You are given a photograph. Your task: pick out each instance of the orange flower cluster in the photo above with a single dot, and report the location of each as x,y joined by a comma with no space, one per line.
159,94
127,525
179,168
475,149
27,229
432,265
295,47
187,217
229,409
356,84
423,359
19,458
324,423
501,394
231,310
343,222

____________

#### WHAT YOU WILL DO:
Return the data exactly, every line included.

#### WRITTEN SOLUTION:
You are given a photograph. Your task: pick out each instance of the orange flower cluster in the photo above with a single dot, and report the location of each as x,y joined by a comma with no space, one per line.
159,94
127,525
179,168
475,149
27,229
432,265
295,47
187,217
229,409
356,84
423,359
19,458
324,423
501,394
231,310
343,222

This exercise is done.